Rewrite all the records below with every "noun phrase" replaced by "short label" and nothing else changed. Leave the pictures out.

Provided data:
_ _ _
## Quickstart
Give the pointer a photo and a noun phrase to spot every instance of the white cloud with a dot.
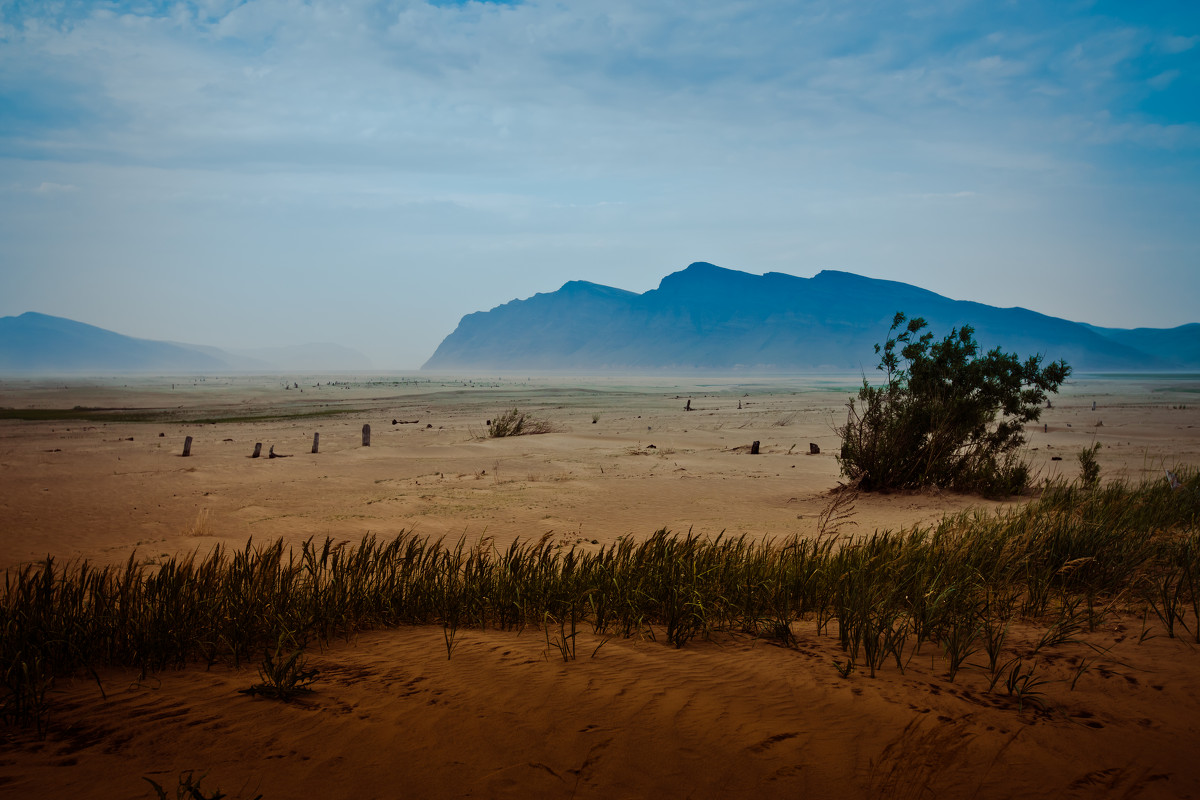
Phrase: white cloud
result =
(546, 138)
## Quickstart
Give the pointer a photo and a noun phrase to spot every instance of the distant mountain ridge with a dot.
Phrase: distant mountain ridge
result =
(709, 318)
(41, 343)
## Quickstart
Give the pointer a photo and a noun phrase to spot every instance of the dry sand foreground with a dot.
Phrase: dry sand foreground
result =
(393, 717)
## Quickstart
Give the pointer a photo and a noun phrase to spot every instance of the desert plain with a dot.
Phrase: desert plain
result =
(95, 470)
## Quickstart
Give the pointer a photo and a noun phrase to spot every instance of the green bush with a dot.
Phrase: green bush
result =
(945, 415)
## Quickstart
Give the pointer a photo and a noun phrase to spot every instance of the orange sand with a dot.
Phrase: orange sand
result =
_ _ _
Finished task:
## Quickstart
Give the pointer a photo and a short label to spot every instance of the white cloud with a dot.
Phrase: white cloud
result =
(546, 138)
## Quickstart
Give the pointer a photo and a short label to spot every instance of the distant mountain ridge with a dot.
Phrase: distant mountain ridge
result =
(709, 318)
(41, 343)
## Quickstart
Give the pointer a photo and a short label to spot every instance of the dry sand foreground with a dot.
Phrase: dry sand foreground
result =
(393, 717)
## Quickstart
Give the pointer a photo and a short label to spot every instance of the desert plain with a dot.
Phrase: desert plain
result =
(95, 470)
## Quickstart
Give the pointer a photo and a short label to spot every instance of the green bush with a dot.
Phrase: green bush
result =
(945, 415)
## Quickstart
Give the pointer a photo and a short label to spot every instance of the orange sand with a dot.
Phrase: orange sand
result =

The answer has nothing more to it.